▶ Task instructions
Find each line in the records below that contains the word "neck", and copy it out.

Entries taken from a collection:
= Beginning of Section =
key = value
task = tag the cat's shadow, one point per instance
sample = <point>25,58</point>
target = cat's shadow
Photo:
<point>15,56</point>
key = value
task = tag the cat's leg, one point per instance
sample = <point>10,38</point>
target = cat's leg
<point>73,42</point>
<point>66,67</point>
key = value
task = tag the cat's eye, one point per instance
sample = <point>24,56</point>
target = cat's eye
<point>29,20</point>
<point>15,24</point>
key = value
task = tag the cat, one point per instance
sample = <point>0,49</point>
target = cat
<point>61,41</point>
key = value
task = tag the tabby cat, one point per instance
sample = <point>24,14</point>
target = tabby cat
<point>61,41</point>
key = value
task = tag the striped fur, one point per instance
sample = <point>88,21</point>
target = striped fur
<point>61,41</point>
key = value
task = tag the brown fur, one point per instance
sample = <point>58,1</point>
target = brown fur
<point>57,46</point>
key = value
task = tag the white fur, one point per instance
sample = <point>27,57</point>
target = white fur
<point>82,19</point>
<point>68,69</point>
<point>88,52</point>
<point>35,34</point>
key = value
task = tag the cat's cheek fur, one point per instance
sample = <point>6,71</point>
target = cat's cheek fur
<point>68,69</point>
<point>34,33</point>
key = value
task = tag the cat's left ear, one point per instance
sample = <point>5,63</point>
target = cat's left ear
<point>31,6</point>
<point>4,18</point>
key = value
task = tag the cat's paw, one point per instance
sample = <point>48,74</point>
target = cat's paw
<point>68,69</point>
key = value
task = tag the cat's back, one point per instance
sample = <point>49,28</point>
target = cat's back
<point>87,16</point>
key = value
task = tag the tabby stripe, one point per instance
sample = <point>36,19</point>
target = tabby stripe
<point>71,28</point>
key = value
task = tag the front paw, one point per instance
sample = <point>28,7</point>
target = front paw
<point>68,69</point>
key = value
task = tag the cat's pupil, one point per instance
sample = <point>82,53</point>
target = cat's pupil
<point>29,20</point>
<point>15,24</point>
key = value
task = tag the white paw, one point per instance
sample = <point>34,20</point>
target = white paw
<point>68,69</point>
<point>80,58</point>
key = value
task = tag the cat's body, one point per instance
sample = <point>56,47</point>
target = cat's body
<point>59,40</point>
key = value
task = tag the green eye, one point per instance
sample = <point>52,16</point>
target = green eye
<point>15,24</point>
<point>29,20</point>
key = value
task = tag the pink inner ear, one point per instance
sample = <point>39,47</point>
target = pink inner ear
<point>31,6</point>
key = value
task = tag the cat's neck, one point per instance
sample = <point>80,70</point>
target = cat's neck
= End of Section =
▶ Answer to this task
task = tag the cat's neck, one point per instance
target = cat's neck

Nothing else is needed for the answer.